— start of Data —

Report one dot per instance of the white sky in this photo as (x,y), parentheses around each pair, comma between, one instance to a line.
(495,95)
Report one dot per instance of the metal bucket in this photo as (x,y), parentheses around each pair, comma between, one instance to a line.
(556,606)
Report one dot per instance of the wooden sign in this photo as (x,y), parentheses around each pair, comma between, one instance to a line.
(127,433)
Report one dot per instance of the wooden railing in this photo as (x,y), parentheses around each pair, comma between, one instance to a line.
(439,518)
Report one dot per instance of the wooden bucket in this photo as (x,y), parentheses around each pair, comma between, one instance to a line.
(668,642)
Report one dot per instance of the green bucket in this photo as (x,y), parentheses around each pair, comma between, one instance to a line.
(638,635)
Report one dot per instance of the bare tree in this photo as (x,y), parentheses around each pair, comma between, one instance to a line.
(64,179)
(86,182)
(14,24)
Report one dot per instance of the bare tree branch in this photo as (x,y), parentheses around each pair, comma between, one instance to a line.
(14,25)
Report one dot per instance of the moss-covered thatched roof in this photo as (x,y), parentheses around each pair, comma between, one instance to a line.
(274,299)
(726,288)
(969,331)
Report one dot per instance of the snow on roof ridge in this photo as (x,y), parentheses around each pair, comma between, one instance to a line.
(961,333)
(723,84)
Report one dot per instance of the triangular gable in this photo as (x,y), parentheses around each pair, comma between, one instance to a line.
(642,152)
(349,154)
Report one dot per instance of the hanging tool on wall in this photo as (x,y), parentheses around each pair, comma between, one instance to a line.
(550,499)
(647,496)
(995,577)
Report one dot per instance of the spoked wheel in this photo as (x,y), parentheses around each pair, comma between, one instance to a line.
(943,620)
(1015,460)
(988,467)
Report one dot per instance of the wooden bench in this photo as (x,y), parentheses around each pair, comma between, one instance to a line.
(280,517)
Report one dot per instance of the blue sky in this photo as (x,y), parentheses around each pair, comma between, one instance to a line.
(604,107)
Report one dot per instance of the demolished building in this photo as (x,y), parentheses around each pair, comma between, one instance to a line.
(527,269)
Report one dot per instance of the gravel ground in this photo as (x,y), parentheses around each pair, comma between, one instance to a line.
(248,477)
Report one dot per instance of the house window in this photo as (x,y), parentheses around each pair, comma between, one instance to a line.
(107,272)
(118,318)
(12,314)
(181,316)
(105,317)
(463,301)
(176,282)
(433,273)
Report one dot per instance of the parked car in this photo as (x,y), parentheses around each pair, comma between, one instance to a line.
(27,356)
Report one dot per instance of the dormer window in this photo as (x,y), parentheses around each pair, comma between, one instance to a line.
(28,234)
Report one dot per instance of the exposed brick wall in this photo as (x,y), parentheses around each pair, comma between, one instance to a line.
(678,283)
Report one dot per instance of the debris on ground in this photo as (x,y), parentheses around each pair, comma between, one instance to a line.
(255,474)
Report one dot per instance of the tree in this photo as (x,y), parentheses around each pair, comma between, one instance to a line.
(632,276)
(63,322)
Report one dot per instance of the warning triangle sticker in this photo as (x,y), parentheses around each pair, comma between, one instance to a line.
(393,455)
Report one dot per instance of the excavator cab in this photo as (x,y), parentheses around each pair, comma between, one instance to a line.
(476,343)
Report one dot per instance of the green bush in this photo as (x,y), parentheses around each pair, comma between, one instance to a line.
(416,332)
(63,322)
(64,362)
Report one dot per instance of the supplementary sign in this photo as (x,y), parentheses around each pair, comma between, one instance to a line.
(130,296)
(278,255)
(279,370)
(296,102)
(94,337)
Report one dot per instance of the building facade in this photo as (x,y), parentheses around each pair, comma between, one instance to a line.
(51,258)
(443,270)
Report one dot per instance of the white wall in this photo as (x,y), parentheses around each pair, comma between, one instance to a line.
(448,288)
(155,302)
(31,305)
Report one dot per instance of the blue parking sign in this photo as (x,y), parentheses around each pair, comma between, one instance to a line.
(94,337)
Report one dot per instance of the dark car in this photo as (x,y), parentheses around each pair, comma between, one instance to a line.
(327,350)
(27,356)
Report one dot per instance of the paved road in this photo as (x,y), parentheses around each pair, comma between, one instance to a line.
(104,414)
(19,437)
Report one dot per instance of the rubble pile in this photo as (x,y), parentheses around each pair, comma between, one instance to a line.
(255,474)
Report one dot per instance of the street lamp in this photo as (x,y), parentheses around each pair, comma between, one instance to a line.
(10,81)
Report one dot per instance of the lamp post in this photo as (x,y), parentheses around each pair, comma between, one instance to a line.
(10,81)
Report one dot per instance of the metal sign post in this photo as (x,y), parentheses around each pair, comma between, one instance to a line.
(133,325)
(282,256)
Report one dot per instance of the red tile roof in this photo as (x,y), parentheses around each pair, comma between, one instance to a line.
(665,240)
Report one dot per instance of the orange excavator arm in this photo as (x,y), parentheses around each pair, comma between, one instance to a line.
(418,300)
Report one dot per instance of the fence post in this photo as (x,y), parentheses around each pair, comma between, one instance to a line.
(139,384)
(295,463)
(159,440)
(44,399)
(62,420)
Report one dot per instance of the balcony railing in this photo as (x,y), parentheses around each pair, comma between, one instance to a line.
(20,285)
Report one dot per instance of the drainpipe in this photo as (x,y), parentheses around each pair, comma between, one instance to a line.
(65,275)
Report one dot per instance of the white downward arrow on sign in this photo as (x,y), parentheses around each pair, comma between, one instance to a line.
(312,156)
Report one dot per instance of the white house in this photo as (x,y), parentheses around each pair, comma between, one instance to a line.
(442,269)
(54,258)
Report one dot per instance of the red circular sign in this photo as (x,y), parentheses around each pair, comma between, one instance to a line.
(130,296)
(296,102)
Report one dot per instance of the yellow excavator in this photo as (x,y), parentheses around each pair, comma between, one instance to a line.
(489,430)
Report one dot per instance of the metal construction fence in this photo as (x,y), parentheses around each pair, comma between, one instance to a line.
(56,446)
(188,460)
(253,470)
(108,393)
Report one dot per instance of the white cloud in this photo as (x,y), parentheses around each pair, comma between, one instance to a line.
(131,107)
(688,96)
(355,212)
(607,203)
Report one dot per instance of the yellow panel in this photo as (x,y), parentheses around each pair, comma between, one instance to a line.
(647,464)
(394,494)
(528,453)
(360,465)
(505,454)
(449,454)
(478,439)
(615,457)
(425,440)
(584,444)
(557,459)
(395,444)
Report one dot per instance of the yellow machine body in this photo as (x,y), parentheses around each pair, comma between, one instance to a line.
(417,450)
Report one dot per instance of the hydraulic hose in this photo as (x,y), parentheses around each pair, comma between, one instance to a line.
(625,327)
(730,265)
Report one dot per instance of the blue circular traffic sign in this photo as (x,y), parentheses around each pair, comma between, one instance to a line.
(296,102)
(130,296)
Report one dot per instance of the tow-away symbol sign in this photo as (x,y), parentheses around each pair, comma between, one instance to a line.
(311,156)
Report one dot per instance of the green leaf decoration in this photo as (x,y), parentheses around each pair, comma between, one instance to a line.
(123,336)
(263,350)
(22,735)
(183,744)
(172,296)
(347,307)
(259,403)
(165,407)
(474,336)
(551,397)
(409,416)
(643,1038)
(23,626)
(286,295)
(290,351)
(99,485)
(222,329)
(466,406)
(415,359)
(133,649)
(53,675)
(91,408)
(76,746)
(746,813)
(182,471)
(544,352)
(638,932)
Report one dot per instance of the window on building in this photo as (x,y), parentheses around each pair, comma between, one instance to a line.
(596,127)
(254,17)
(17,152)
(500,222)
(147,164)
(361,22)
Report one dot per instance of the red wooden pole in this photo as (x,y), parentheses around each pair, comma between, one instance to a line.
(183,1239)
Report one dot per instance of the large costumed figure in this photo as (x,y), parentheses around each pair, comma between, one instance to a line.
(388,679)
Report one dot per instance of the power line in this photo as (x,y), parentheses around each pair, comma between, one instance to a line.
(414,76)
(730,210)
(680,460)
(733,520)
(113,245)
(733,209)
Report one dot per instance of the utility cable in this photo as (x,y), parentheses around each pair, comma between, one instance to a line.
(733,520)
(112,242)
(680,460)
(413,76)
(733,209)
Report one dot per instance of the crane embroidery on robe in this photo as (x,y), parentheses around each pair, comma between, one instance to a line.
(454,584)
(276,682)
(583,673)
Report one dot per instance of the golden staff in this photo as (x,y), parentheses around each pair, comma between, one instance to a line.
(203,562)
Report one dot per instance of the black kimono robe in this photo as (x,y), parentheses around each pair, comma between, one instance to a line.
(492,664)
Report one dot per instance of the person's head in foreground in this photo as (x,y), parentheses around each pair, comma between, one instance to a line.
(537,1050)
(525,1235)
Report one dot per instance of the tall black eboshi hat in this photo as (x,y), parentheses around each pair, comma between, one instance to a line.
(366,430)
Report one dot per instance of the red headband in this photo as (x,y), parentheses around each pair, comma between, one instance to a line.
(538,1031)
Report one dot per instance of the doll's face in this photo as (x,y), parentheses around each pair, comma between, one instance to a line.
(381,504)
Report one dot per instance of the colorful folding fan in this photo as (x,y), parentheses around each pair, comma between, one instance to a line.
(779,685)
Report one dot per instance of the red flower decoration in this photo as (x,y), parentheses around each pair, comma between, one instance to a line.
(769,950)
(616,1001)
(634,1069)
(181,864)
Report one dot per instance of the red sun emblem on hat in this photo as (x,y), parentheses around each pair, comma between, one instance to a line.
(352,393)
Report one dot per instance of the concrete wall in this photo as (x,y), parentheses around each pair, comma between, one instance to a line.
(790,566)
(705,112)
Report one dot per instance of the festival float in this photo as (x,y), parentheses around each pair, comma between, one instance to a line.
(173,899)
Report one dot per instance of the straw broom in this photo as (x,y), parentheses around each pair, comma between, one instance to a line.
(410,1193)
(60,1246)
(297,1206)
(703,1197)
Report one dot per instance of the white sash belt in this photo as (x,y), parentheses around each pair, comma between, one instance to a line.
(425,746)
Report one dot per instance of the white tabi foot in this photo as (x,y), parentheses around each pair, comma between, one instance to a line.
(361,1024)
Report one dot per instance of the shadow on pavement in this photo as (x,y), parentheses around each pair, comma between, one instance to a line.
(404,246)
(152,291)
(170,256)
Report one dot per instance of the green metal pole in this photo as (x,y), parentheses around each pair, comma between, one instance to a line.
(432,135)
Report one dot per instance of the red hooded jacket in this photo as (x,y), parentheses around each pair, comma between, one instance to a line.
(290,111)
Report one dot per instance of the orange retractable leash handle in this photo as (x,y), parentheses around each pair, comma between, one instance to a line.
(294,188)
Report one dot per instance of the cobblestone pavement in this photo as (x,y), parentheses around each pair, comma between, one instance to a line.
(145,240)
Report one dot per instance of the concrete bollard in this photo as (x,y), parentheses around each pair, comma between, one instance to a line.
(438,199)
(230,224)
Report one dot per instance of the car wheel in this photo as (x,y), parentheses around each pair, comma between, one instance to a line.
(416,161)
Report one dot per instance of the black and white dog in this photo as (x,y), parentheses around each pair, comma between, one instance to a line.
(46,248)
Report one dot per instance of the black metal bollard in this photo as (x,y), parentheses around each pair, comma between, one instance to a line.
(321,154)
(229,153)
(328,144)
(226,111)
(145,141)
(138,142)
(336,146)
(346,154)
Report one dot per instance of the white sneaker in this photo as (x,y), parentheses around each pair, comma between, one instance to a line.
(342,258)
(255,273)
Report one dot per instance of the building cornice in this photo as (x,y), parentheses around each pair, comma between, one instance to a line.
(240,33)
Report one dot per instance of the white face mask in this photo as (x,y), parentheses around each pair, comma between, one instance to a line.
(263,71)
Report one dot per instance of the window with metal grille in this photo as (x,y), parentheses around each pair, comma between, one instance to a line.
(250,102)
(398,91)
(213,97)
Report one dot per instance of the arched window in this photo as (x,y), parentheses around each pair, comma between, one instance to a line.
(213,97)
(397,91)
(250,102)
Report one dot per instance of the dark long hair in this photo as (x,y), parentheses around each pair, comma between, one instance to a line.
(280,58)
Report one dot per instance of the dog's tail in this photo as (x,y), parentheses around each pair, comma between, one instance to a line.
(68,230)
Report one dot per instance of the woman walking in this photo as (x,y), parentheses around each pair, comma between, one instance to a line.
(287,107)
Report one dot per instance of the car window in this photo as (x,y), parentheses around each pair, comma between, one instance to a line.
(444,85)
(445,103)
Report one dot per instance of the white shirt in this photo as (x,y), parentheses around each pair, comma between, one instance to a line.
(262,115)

— end of Data —

- _What the task asks_
Only those lines running from the one containing "Report one dot per instance of the white face" through the last line of the data above are to be copied, exactly, with both ends included.

- _Result of the exercise_
Report one dot per instance of the white face mask in this photo as (x,y), parentheses around each pair, comma between, one instance to a line.
(263,71)
Report one dot per instance of the window with metal grille in this photo as (x,y), parentheses around each pair, comma between, one instance to a line.
(250,102)
(398,91)
(213,97)
Report one dot per instance of the arched window in this photo as (x,y), parentheses around each pair, comma between, one instance to a line.
(213,97)
(397,91)
(250,102)
Report one dot per instance of the dark long hair in this photo as (x,y), parentheses around each pair, comma between, one instance to a line.
(280,58)
Report one dot per instance of the dog's tail in this photo as (x,y), parentheses around each pair, comma between, one instance to a line.
(68,230)
Report one dot per instance of the woman walking in this photo as (x,y), parentheses around each pair, comma between, one instance to a line.
(287,107)
Report one dot per instance of the car window in this photo as (x,y), parentheses around each pair, comma between, one instance to a line.
(444,85)
(445,103)
Report one dot per instance of the white shirt in this photo as (x,y), parentheses around each pair, comma between, one instance to a line.
(262,115)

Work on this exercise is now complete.